Task instructions: Rewrite the lines from the one containing "obj: crowd of people | detect" through the one containing "[458,31,492,58]" as a numbered list, leaving out any blank lines.

Excerpted data:

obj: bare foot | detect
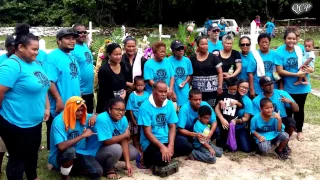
[107,169,121,179]
[61,175,71,180]
[186,154,195,161]
[293,81,302,85]
[297,132,304,141]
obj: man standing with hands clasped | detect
[43,29,81,150]
[252,76,299,155]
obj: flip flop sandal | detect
[136,153,149,169]
[106,170,121,179]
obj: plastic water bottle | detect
[228,65,234,75]
[200,125,210,144]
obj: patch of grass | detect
[304,94,320,125]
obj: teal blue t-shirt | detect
[247,50,282,94]
[168,56,193,106]
[43,48,81,117]
[277,46,311,94]
[218,24,227,37]
[127,91,150,120]
[138,100,178,151]
[48,112,100,168]
[0,54,9,64]
[252,89,295,118]
[143,58,173,94]
[94,112,129,142]
[236,95,253,129]
[208,39,223,53]
[250,113,284,144]
[238,51,255,80]
[0,55,50,128]
[72,44,94,95]
[193,119,208,148]
[177,101,216,131]
[36,49,48,65]
[266,21,276,34]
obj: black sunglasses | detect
[77,31,88,34]
[240,43,251,47]
[76,100,86,105]
[175,47,184,51]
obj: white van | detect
[197,19,240,36]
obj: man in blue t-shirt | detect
[208,23,223,53]
[43,29,81,150]
[252,76,299,153]
[48,96,103,179]
[72,24,94,113]
[177,89,217,148]
[264,18,276,38]
[0,35,15,64]
[138,81,192,166]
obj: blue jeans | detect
[236,127,252,153]
[192,142,223,164]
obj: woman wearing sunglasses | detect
[208,23,223,53]
[96,43,126,113]
[0,24,50,180]
[169,40,193,107]
[94,97,138,179]
[190,36,223,107]
[214,34,242,89]
[234,79,253,152]
[238,36,254,80]
[247,33,282,99]
[121,36,147,97]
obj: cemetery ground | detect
[0,35,320,180]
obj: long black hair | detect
[13,23,39,50]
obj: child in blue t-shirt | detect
[127,76,150,149]
[189,106,223,164]
[250,98,289,160]
[294,38,316,85]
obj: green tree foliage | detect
[0,0,320,27]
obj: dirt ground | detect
[116,124,320,180]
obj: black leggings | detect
[287,93,308,132]
[0,116,42,180]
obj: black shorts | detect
[282,117,296,131]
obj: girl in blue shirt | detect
[94,97,138,179]
[0,24,50,179]
[277,29,314,140]
[233,79,253,152]
[143,41,177,100]
[250,98,289,160]
[238,36,254,80]
[169,40,193,106]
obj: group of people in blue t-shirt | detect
[0,21,315,179]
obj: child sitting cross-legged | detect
[189,106,223,164]
[250,98,289,160]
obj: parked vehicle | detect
[197,19,240,36]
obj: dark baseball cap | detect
[4,35,14,47]
[170,40,184,50]
[56,28,79,39]
[259,76,275,86]
[208,23,220,31]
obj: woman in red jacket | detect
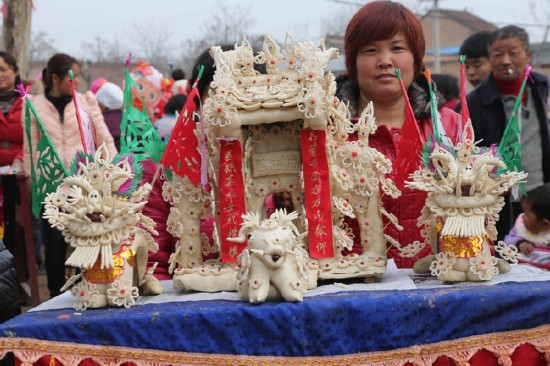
[338,0,460,267]
[0,51,23,264]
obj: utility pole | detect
[433,0,441,74]
[2,0,32,78]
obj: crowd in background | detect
[0,1,550,338]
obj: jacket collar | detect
[478,72,548,106]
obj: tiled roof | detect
[422,9,498,33]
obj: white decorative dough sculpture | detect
[44,145,164,310]
[230,210,310,303]
[406,121,527,282]
[164,35,404,291]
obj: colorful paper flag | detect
[120,54,165,163]
[497,65,531,193]
[68,70,95,154]
[394,69,424,189]
[17,84,69,217]
[424,69,452,151]
[160,66,206,186]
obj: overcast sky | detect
[25,0,550,58]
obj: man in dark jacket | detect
[455,25,550,240]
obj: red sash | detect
[301,129,334,258]
[219,140,246,262]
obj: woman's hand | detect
[519,241,535,255]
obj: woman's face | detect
[356,32,414,104]
[0,57,17,92]
[52,64,80,97]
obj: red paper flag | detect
[393,69,424,189]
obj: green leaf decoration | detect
[25,99,69,217]
[120,67,166,164]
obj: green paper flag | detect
[120,56,166,163]
[24,96,69,217]
[497,65,531,194]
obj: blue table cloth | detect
[0,281,550,357]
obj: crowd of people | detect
[0,1,550,330]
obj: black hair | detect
[164,94,187,114]
[0,51,21,86]
[46,53,79,88]
[172,69,185,80]
[432,74,460,101]
[522,183,550,220]
[489,25,531,51]
[458,31,492,58]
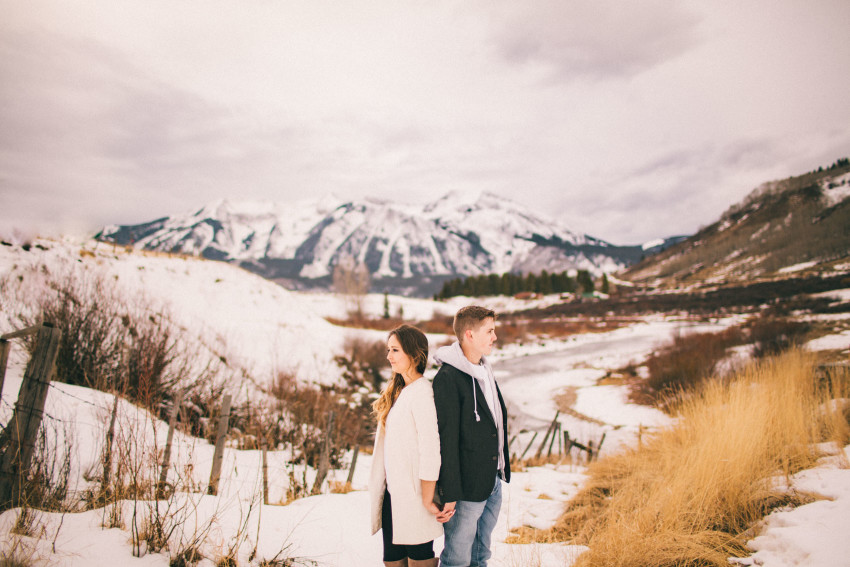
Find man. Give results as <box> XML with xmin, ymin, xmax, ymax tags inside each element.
<box><xmin>433</xmin><ymin>306</ymin><xmax>511</xmax><ymax>567</ymax></box>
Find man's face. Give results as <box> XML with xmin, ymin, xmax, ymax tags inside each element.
<box><xmin>465</xmin><ymin>317</ymin><xmax>496</xmax><ymax>356</ymax></box>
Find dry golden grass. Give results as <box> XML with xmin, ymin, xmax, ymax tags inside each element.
<box><xmin>328</xmin><ymin>480</ymin><xmax>354</xmax><ymax>494</ymax></box>
<box><xmin>540</xmin><ymin>351</ymin><xmax>850</xmax><ymax>567</ymax></box>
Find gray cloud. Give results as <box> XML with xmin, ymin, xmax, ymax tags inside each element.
<box><xmin>494</xmin><ymin>0</ymin><xmax>699</xmax><ymax>80</ymax></box>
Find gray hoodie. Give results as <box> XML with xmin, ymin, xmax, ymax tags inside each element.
<box><xmin>434</xmin><ymin>341</ymin><xmax>505</xmax><ymax>477</ymax></box>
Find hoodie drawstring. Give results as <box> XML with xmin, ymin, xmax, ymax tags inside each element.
<box><xmin>470</xmin><ymin>376</ymin><xmax>481</xmax><ymax>421</ymax></box>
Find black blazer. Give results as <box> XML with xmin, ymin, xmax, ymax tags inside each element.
<box><xmin>433</xmin><ymin>364</ymin><xmax>511</xmax><ymax>502</ymax></box>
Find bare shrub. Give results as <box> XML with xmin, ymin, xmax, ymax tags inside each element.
<box><xmin>630</xmin><ymin>328</ymin><xmax>743</xmax><ymax>404</ymax></box>
<box><xmin>748</xmin><ymin>315</ymin><xmax>811</xmax><ymax>358</ymax></box>
<box><xmin>0</xmin><ymin>266</ymin><xmax>223</xmax><ymax>425</ymax></box>
<box><xmin>270</xmin><ymin>373</ymin><xmax>370</xmax><ymax>467</ymax></box>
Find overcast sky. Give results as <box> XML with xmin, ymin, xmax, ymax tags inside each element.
<box><xmin>0</xmin><ymin>0</ymin><xmax>850</xmax><ymax>244</ymax></box>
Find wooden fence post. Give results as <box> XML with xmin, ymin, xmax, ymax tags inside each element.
<box><xmin>546</xmin><ymin>421</ymin><xmax>561</xmax><ymax>457</ymax></box>
<box><xmin>596</xmin><ymin>431</ymin><xmax>608</xmax><ymax>459</ymax></box>
<box><xmin>345</xmin><ymin>445</ymin><xmax>360</xmax><ymax>484</ymax></box>
<box><xmin>535</xmin><ymin>410</ymin><xmax>561</xmax><ymax>459</ymax></box>
<box><xmin>257</xmin><ymin>435</ymin><xmax>269</xmax><ymax>506</ymax></box>
<box><xmin>100</xmin><ymin>393</ymin><xmax>118</xmax><ymax>494</ymax></box>
<box><xmin>156</xmin><ymin>392</ymin><xmax>183</xmax><ymax>499</ymax></box>
<box><xmin>310</xmin><ymin>412</ymin><xmax>334</xmax><ymax>494</ymax></box>
<box><xmin>519</xmin><ymin>431</ymin><xmax>537</xmax><ymax>461</ymax></box>
<box><xmin>0</xmin><ymin>339</ymin><xmax>12</xmax><ymax>396</ymax></box>
<box><xmin>207</xmin><ymin>394</ymin><xmax>231</xmax><ymax>495</ymax></box>
<box><xmin>0</xmin><ymin>323</ymin><xmax>62</xmax><ymax>510</ymax></box>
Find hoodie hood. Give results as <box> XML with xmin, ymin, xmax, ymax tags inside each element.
<box><xmin>434</xmin><ymin>341</ymin><xmax>493</xmax><ymax>381</ymax></box>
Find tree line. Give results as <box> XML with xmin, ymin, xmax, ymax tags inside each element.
<box><xmin>434</xmin><ymin>270</ymin><xmax>608</xmax><ymax>300</ymax></box>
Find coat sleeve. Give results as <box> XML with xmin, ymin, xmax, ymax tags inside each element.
<box><xmin>433</xmin><ymin>366</ymin><xmax>463</xmax><ymax>502</ymax></box>
<box><xmin>411</xmin><ymin>387</ymin><xmax>440</xmax><ymax>480</ymax></box>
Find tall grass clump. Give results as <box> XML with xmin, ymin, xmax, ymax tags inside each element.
<box><xmin>553</xmin><ymin>351</ymin><xmax>847</xmax><ymax>567</ymax></box>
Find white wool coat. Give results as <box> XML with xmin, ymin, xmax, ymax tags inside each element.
<box><xmin>369</xmin><ymin>378</ymin><xmax>443</xmax><ymax>545</ymax></box>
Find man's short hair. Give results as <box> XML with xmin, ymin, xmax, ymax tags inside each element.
<box><xmin>452</xmin><ymin>305</ymin><xmax>496</xmax><ymax>342</ymax></box>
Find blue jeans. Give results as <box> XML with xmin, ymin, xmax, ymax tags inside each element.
<box><xmin>440</xmin><ymin>476</ymin><xmax>502</xmax><ymax>567</ymax></box>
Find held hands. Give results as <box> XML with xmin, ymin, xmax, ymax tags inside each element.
<box><xmin>421</xmin><ymin>480</ymin><xmax>455</xmax><ymax>524</ymax></box>
<box><xmin>422</xmin><ymin>500</ymin><xmax>455</xmax><ymax>524</ymax></box>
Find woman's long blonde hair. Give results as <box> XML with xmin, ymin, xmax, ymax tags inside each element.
<box><xmin>372</xmin><ymin>325</ymin><xmax>428</xmax><ymax>427</ymax></box>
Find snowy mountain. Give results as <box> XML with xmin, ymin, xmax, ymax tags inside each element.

Task response:
1. obj: crowd of people | detect
2. [0,1,550,330]
3. obj: black hair | detect
4. [164,94,187,114]
5. [0,51,21,86]
6. [46,53,79,88]
7. [172,69,185,80]
8. [432,74,460,101]
9. [522,183,550,220]
10. [489,25,531,51]
11. [458,31,492,58]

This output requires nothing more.